**WHAT THIS TASK INVOLVES**
Substitute "location of each" for every occurrence of "position of each" in the material below, leaving everything else unchanged.

[Pointing and labeling entries]
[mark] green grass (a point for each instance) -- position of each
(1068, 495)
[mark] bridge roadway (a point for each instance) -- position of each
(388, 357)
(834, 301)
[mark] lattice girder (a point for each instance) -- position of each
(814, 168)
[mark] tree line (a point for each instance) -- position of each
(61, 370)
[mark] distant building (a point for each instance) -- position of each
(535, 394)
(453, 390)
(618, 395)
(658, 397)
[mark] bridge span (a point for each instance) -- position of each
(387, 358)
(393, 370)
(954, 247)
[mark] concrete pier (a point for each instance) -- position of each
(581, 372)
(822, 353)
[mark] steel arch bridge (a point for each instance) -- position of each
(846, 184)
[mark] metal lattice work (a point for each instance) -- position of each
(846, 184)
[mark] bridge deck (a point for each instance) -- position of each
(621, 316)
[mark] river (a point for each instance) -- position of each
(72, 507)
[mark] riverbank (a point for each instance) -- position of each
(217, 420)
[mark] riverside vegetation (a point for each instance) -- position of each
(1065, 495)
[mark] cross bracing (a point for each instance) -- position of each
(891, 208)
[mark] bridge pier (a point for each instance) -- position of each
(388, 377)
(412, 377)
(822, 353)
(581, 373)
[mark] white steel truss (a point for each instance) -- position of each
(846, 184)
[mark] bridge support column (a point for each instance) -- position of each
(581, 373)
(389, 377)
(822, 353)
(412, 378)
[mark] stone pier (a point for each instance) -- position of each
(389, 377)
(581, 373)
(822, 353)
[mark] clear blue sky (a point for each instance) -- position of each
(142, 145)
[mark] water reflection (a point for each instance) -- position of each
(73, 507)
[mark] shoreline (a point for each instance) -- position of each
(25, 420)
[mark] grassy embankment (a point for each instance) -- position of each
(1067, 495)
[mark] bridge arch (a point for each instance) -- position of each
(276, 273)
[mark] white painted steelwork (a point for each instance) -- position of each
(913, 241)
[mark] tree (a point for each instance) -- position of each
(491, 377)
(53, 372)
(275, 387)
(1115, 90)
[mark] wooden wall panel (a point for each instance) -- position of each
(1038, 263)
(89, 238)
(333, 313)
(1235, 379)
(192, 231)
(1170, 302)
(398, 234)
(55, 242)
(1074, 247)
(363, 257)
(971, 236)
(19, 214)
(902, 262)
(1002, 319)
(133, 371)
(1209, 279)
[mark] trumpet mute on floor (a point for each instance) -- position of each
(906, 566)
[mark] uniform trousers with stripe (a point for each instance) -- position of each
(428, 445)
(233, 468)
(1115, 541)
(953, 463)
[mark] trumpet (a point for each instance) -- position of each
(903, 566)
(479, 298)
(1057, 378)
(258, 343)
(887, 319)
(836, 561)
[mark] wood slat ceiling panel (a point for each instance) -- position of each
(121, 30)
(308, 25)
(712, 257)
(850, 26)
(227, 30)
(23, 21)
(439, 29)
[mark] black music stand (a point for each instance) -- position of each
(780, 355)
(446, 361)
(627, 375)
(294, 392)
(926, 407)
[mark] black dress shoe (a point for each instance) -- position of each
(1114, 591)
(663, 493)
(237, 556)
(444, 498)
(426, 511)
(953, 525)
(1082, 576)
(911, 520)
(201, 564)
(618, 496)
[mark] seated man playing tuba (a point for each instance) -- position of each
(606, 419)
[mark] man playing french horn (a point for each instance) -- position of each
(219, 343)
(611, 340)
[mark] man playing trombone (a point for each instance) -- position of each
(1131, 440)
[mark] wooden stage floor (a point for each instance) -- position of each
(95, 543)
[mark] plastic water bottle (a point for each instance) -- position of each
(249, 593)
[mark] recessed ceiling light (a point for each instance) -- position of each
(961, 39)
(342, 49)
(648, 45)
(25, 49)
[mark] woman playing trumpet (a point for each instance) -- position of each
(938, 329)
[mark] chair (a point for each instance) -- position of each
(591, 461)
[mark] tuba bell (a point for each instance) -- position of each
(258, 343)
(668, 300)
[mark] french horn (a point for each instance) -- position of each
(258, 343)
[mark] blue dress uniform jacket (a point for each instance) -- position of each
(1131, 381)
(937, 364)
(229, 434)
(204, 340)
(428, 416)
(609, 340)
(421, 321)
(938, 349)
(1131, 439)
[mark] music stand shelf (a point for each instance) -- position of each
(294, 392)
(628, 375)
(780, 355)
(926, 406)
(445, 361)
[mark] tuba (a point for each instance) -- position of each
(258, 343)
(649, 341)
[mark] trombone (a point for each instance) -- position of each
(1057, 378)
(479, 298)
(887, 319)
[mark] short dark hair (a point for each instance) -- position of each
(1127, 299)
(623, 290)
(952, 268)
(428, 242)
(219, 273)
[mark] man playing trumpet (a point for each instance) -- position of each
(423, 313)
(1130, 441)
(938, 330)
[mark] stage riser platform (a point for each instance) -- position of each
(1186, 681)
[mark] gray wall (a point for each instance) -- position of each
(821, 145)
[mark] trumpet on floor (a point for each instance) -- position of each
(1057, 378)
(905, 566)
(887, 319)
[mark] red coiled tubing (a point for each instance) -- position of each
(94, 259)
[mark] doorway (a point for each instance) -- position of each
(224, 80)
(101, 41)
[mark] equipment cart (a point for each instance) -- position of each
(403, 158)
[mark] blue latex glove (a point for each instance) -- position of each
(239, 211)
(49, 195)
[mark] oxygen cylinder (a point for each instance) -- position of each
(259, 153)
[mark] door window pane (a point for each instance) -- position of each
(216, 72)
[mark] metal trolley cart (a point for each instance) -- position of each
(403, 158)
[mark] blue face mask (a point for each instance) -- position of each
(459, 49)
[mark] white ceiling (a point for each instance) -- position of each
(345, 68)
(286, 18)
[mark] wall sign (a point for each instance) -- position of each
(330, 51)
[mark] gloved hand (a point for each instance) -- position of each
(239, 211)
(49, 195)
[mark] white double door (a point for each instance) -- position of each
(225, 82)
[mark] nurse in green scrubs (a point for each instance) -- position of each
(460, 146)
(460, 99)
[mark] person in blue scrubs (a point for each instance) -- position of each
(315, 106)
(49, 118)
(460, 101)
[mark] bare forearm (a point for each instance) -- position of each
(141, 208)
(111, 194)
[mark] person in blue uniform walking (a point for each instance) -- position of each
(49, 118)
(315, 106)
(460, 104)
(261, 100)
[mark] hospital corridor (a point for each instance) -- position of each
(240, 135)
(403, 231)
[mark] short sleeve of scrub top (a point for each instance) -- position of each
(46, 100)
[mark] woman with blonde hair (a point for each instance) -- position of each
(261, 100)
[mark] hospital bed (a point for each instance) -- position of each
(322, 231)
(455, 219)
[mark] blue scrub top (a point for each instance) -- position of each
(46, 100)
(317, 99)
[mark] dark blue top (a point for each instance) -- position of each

**WRITTEN RESPONSE**
[mark] green grass (a point for each instance) -- location of each
(1068, 495)
[mark] bridge roadway (a point for each instance) -- location of each
(388, 357)
(834, 301)
[mark] lattice girder (a point for each instance) -- location of each
(814, 168)
[mark] tree line (a point for each instance) -- location of each
(61, 370)
[mark] distant building (a point for each instance) -- location of each
(535, 394)
(453, 390)
(618, 395)
(658, 397)
[mark] bridge span (a point for each instance) -- location of each
(387, 358)
(393, 370)
(954, 247)
[mark] concrete pier (a point for each instance) -- location of each
(581, 372)
(822, 353)
[mark] steel arch bridge (a point for each instance) -- location of each
(846, 184)
[mark] metal lattice work (a point for each instance) -- location of each
(846, 184)
[mark] bridge deck (a point for each instance) -- location of each
(621, 316)
[mark] river (a point for each instance) -- location of each
(72, 507)
[mark] riverbank (a point for each instance) -- location of each
(217, 420)
[mark] riverside vegetation (a point for each instance) -- location of each
(1065, 495)
[mark] cross bracing (a point for each instance) -- location of each
(891, 208)
[mark] bridge pier (a point for each instance) -- location of each
(388, 377)
(412, 377)
(822, 353)
(581, 373)
[mark] white steel truss (a point for each instance) -- location of each
(846, 184)
[mark] bridge support column (a point for each instance) -- location of each
(581, 373)
(389, 377)
(822, 353)
(412, 378)
[mark] stone pier (a point for each instance) -- location of each
(389, 377)
(581, 373)
(822, 353)
[mark] clear blue sky (a point for each instance) -- location of each
(142, 145)
[mark] water reflection (a point for each instance) -- location of each
(73, 507)
[mark] shoreline (a point for each instance) -- location of each
(25, 420)
[mark] grassy embankment (a point for each instance) -- location of each
(1067, 495)
[mark] bridge arch (a point for each instance) -- location of each
(276, 273)
[mark] white painted steelwork (a point for each instance) -- location of each
(913, 241)
[mark] tree (a point for each instance) -- location of each
(491, 377)
(53, 372)
(275, 387)
(1115, 90)
[mark] wooden wall panel (a point for each instance) -- location of each
(1038, 263)
(89, 238)
(333, 313)
(1235, 379)
(192, 231)
(1170, 302)
(398, 234)
(55, 242)
(1074, 247)
(363, 257)
(971, 236)
(19, 214)
(902, 262)
(1002, 319)
(133, 371)
(1209, 279)
[mark] trumpet mute on floor (a point for each instance) -- location of each
(906, 566)
[mark] uniform trousers with stripe (a point for each instance) -- location of each
(428, 445)
(233, 468)
(1115, 541)
(953, 463)
[mark] trumpet (a point for each instance) -- location of each
(903, 566)
(479, 298)
(1057, 378)
(258, 343)
(887, 319)
(836, 561)
[mark] wood slat ceiling panel (a point for each instance) -- location of each
(121, 30)
(308, 25)
(712, 257)
(850, 26)
(227, 30)
(23, 21)
(439, 29)
[mark] black music stand (a point for each instance) -- location of each
(780, 355)
(446, 361)
(627, 375)
(294, 392)
(926, 407)
[mark] black dress shoe (a point for each instance) -- location of each
(1114, 591)
(663, 493)
(237, 556)
(444, 498)
(426, 511)
(953, 525)
(1082, 576)
(911, 520)
(201, 564)
(618, 496)
[mark] seated man playing tuba (a point for each instance) -- location of each
(606, 419)
[mark] man playing french horn (a point for each instance) -- location of each
(219, 343)
(611, 340)
[mark] man playing trombone (a point for each instance) -- location of each
(1131, 440)
[mark] wooden stage floor (a point for each instance) -- location of each
(95, 543)
[mark] plastic water bottle (a point for each instance) -- location of each
(249, 593)
[mark] recessed ceiling light (a point for each instance) -- location of each
(961, 39)
(342, 49)
(648, 45)
(25, 49)
[mark] woman playing trumpet (a point for each instance) -- location of each
(938, 329)
[mark] chair (a point for each instance) -- location of each
(591, 461)
[mark] tuba bell (a point for each instance) -- location of each
(258, 343)
(668, 300)
[mark] french horn (a point for each instance) -- location of each
(258, 343)
[mark] blue dress uniform jacket (a point for each instance) -- location of each
(1131, 381)
(937, 364)
(229, 434)
(204, 340)
(428, 416)
(609, 340)
(421, 321)
(938, 349)
(1131, 439)
[mark] music stand shelf (a point for each instance) -- location of each
(294, 392)
(628, 375)
(780, 355)
(926, 406)
(445, 361)
[mark] tuba (a point for each instance) -- location of each
(258, 343)
(649, 341)
[mark] trombone (a point for each instance) -- location of each
(1057, 378)
(479, 298)
(887, 319)
[mark] short dark hair (a point for each instance) -- location of each
(1127, 299)
(623, 290)
(952, 268)
(428, 242)
(219, 273)
[mark] man playing trumpet (a point for each instance) -- location of each
(423, 313)
(1130, 441)
(938, 330)
[mark] stage riser platform (a point for each instance) -- location of each
(1186, 681)
[mark] gray wall (a point for each instance) -- location of each
(821, 145)
[mark] trumpet on floor (a point for each instance) -- location of each
(1057, 378)
(905, 566)
(887, 319)
[mark] red coiled tubing (a point for each instance) -- location of each
(94, 259)
[mark] doorway (a point for each instance) -- location of each
(224, 80)
(101, 41)
[mark] equipment cart (a point for each instance) -- location of each
(403, 158)
[mark] blue latex glove (a point for each instance) -- location of each
(239, 211)
(49, 195)
[mark] oxygen cylinder (a point for each instance) -- location of each
(259, 153)
[mark] door window pane (a point for each instance) -- location of each
(216, 72)
[mark] metal trolley cart (a point for each instance) -- location of each
(403, 158)
[mark] blue face mask (a point for each instance) -- location of each
(459, 49)
[mark] white ceiling (a point for each instance) -- location of each
(345, 68)
(286, 18)
[mark] wall sign (a point for each instance) -- location of each
(330, 51)
[mark] gloved hand (a point for each instance) -- location of each
(239, 211)
(49, 195)
[mark] white double door (a point for each instance) -- location of each
(225, 82)
[mark] nurse in green scrubs (a point for each instance) -- location of each
(460, 146)
(460, 99)
[mark] person in blue scrubs (a point for each instance) -- location of each
(315, 106)
(49, 118)
(460, 101)
[mark] bare forearm (a point for each instance) -- location of each
(141, 208)
(111, 194)
[mark] person in blue uniform walking (a point for each instance) -- location of each
(49, 118)
(315, 106)
(460, 104)
(261, 100)
[mark] hospital corridor (a point for each instance) -- location of each
(240, 135)
(403, 231)
[mark] short sleeve of scrub top (a point for each instance) -- location of each
(46, 100)
[mark] woman with blonde hair (a point for each instance) -- location of each
(261, 100)
[mark] hospital bed (a point for each instance) -- location of each
(322, 231)
(455, 219)
[mark] blue scrub top (a point for each instance) -- location of each
(46, 100)
(317, 99)
[mark] dark blue top (a point for each instance) -- location of each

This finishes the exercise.